[Entries from a point annotation set]
>>

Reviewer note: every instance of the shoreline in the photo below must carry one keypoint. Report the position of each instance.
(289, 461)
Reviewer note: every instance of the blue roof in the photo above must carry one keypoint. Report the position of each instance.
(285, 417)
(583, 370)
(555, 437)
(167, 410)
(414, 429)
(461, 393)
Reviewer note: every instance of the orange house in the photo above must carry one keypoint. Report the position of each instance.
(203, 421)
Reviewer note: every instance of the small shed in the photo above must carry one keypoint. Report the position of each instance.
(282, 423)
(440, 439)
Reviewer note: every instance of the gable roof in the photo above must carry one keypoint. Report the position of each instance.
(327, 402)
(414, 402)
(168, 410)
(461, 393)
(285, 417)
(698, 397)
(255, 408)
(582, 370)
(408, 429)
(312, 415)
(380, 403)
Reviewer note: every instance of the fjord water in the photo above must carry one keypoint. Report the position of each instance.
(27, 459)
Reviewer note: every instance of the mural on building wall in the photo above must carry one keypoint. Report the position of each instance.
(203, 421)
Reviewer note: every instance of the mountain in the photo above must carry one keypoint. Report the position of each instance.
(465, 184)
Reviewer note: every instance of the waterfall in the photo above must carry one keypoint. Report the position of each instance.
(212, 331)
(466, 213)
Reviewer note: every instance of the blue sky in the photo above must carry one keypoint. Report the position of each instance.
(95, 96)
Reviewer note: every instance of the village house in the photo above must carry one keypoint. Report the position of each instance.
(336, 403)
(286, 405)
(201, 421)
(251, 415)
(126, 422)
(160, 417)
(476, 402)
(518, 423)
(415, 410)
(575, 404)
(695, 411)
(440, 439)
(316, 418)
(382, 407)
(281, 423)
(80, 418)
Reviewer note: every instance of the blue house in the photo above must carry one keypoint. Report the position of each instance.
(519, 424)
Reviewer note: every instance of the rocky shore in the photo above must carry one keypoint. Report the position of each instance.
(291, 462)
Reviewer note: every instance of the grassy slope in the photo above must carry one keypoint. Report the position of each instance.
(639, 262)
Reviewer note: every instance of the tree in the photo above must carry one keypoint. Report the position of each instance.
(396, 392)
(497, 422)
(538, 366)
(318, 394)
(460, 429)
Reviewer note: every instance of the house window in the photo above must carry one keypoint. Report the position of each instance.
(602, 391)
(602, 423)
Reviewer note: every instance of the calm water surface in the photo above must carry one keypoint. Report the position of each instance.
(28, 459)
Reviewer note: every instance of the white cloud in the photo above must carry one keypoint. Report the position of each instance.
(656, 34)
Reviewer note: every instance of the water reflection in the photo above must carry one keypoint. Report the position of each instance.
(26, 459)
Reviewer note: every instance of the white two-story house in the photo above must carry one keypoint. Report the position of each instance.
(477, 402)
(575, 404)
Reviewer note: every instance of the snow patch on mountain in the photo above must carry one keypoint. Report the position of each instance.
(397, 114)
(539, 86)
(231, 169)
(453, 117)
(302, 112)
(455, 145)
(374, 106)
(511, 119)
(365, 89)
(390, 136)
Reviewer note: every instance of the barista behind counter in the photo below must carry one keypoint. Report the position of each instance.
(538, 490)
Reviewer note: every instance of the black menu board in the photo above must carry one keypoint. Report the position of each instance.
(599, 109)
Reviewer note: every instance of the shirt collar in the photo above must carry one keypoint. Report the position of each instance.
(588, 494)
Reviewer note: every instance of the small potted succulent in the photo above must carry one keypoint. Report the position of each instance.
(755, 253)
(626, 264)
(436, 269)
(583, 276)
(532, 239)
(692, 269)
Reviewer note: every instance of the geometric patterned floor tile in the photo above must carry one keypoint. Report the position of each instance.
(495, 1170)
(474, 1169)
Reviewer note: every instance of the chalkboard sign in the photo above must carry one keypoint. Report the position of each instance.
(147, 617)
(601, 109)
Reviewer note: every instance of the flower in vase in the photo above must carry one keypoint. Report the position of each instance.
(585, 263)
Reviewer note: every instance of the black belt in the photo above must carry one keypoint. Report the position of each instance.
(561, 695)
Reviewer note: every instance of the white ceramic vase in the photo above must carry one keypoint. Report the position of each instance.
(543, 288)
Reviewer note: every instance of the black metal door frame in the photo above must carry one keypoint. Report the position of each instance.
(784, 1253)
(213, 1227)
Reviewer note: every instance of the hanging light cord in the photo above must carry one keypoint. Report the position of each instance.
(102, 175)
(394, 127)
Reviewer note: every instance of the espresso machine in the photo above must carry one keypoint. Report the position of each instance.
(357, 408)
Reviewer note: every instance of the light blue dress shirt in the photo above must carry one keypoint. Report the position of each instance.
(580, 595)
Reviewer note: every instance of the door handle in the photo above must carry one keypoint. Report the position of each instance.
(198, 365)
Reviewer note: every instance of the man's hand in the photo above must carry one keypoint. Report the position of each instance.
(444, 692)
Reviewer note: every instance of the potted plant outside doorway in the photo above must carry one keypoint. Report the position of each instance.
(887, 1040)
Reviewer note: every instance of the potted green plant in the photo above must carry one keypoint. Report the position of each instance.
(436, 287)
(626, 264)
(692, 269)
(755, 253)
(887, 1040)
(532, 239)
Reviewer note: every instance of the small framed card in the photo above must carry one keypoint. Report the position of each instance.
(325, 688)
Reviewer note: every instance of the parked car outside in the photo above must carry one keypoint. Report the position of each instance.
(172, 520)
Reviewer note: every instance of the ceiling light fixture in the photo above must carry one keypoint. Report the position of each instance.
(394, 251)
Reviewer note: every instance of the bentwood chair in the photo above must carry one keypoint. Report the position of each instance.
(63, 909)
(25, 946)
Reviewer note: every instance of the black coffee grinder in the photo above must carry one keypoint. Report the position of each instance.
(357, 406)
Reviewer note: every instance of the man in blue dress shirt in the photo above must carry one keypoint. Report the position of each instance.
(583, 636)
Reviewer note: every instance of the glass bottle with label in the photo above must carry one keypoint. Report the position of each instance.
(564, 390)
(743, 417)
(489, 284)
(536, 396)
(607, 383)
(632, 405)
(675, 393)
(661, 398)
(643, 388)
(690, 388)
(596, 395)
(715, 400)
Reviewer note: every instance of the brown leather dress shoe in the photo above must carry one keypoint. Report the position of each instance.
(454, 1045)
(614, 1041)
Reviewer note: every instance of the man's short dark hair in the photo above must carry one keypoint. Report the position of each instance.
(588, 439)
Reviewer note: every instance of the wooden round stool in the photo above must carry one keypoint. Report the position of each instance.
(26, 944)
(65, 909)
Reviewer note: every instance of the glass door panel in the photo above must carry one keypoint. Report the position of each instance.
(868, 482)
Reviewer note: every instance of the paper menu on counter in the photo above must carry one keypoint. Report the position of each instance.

<<

**EXERCISE DIRECTIONS**
Write out all the entries exactly.

**RESPONSE FOR THIS EXERCISE**
Reviewer note: every instance of the shoreline in the photo below must carry one keypoint. Report the position of each instance.
(289, 461)
Reviewer note: every instance of the blue roof in the photo above must carry one keypoint. Report the position of each instance.
(285, 417)
(583, 370)
(555, 437)
(167, 410)
(414, 429)
(461, 393)
Reviewer note: every instance of the orange house in the photo above must carry one keypoint. Report the position of each instance.
(203, 421)
Reviewer note: every instance of the small shed in the photo above must carry one keypoint. Report the position of each instance.
(282, 423)
(440, 439)
Reviewer note: every instance of the gable roof in the photo above must carry one keypoint. Report the position of each instance.
(327, 402)
(414, 402)
(168, 410)
(461, 393)
(285, 417)
(698, 397)
(255, 408)
(582, 370)
(408, 429)
(312, 415)
(380, 403)
Reviewer note: every instance of the fjord water in the photo above must carry one keypoint. Report the position of each instance.
(27, 459)
Reviewer note: every instance of the mural on building wall in the photo above must carry one keypoint. Report the position of each instance.
(203, 421)
Reviewer note: every instance of the mountain in the photo above must carry one keypoint. Report the position of each instance.
(465, 184)
Reviewer note: every instance of the waterfall in the photo above must carry one keypoint. Report the position of each instance.
(212, 331)
(466, 213)
Reviewer note: every instance of the blue sky in the photo above must carry one keypoint. Report the position of each instance.
(95, 96)
Reviewer note: every instance of the village house in the photo above must carry one keypoint. Report the position of each instance.
(336, 403)
(286, 405)
(201, 421)
(251, 415)
(126, 422)
(160, 417)
(476, 402)
(518, 423)
(415, 410)
(575, 404)
(695, 411)
(440, 439)
(316, 418)
(382, 407)
(281, 423)
(80, 418)
Reviewer note: every instance of the blue house in the photo above must carry one keypoint. Report the position of each instance.
(519, 424)
Reviewer note: every instance of the rocky shore in the photo above must carry one keypoint. Report the position of each instance.
(291, 462)
Reviewer note: every instance of the grassy slope in the photo above must carry one keypoint. Report the position of each instance.
(639, 262)
Reviewer note: every instance of the tree in the photo above must carry one keypoint. Report the position of each instance.
(396, 392)
(497, 422)
(538, 366)
(318, 394)
(460, 429)
Reviewer note: every instance of the house window in the photo above must carry one keypoint. Report the position of each instance.
(602, 391)
(602, 423)
Reviewer note: every instance of the calm water surface in the photo above must carry one keypoint. Report the position of each instance.
(28, 459)
Reviewer note: every instance of the white cloud in the photo above must carry one keypoint. Report the position of each instance.
(656, 34)
Reviewer note: every instance of the water reflection in the photo above must carry one keypoint. Report the position of each instance.
(26, 459)
Reviewer note: every instance of the white two-story house in the photo above must carry one keypoint. Report the position of each instance.
(477, 402)
(575, 404)
Reviewer note: every instance of the snow patch on mountain in the photo above must carry one keypoint. Report the position of each instance.
(397, 114)
(539, 86)
(231, 169)
(453, 117)
(302, 112)
(455, 145)
(374, 106)
(511, 119)
(365, 89)
(390, 136)
Reviewer note: every instance of the barista behind counter in the photo below must carry one keypoint. Report the position of each instance.
(538, 490)
Reviewer note: every instance of the black menu board in the photo above must carry one keypoint. Report the position of each instance.
(599, 109)
Reviewer note: every instance of the shirt collar in the photo above must carry one keypoint. Report the position of each instance.
(588, 494)
Reviewer note: every instance of the small potted succulent in the photo above must carry one keypoint. Report the position of each instance.
(755, 253)
(626, 264)
(436, 269)
(583, 276)
(532, 239)
(692, 269)
Reviewer note: every instance of the geometric patterned floor tile in the photo above must carry one keypoint. Report the position of each instance.
(495, 1170)
(474, 1169)
Reviewer note: every instance of the chalkboard sign in the photo above must carry one keypoint. Report the position of each instance.
(147, 617)
(601, 109)
Reviewer note: every instance of the flower in vase in the photo above must carry one keypoint. Report the position of each instance.
(585, 263)
Reviewer note: every instance of the black belt in the photo above must carry one keypoint. Report the position of each instance.
(561, 695)
Reviewer note: every instance of the white ceramic vase in the photo above must carry one keypoint. Report the position of each instance.
(543, 288)
Reviewer note: every instance of the black metal door frame in the photo above must carry one keypoint. Report the position of each instance.
(784, 1253)
(213, 1227)
Reviewer note: every instance of the hanging light cord in the photo above must carry one keypoint. Report the position of each instance.
(102, 175)
(394, 127)
Reviewer note: every instance of the espresso machine in the photo above must carry one keypoint. Report the position of each instance.
(357, 408)
Reviewer note: every instance of the light blue dress shirt in the photo above must carry one keypoint. Report the position of each instance.
(580, 595)
Reviewer note: every instance of the door handle in the photo above must carry one keypoint. Report the position of each instance.
(198, 365)
Reviewer note: every instance of the man's hand in the photo above must carry one keypoint. Report the position of each instance.
(444, 692)
Reviewer note: every instance of the potted plant outside doorway in the photo above must carry one keypoint. Report the position of each instance.
(887, 1040)
Reviewer note: every instance of the potted green plant in the photo above must carry one keypoint. Report the position of each instance.
(436, 287)
(626, 264)
(692, 269)
(755, 253)
(887, 1040)
(532, 239)
Reviewer note: every instance of the small framed card in the photo above must carry one keypoint. Report the position of each instance.
(325, 688)
Reviewer note: every instance of the parked car outside in the photo above must carry one keypoint. Report the position of each instance.
(172, 520)
Reviewer note: every instance of the ceiling light fixture in the photo above must carry one keypoint. Report the position of each instance.
(394, 251)
Reviewer note: every instance of the bentwood chair in the photo above must carry one keypoint. Report the position of each instance.
(63, 909)
(25, 946)
Reviewer note: every instance of the black coffee grinder in the photo above must carry one keypoint. Report the position of each instance.
(357, 406)
Reviewer note: every instance of the man in blue dress shirt in the photo above must carry one keypoint. Report the position of each instance.
(583, 636)
Reviewer note: every instance of the glass bottle with label in the photo above must carry one keypoint. Report the position of each instance.
(564, 390)
(743, 417)
(489, 284)
(536, 396)
(607, 383)
(632, 405)
(675, 393)
(661, 398)
(643, 388)
(690, 388)
(596, 395)
(715, 400)
Reviewer note: every instance of the brown leather dress shoe in the photo above must carry one keypoint. Report the position of each instance.
(454, 1045)
(614, 1041)
Reviewer note: every instance of the man's short dark hair in the photo above must carry one keypoint. Report the position of each instance.
(588, 439)
Reviewer note: every instance of the wooden round stool in the photo above must carry one keypoint. Report the position of each instance.
(26, 944)
(65, 909)
Reviewer note: every instance of the glass door panel in the photo above must carry one keypoint. Report the position of each instance.
(868, 482)
Reviewer note: every instance of the paper menu on counter in the photo above must carry one keypoint. Report the position of each instance.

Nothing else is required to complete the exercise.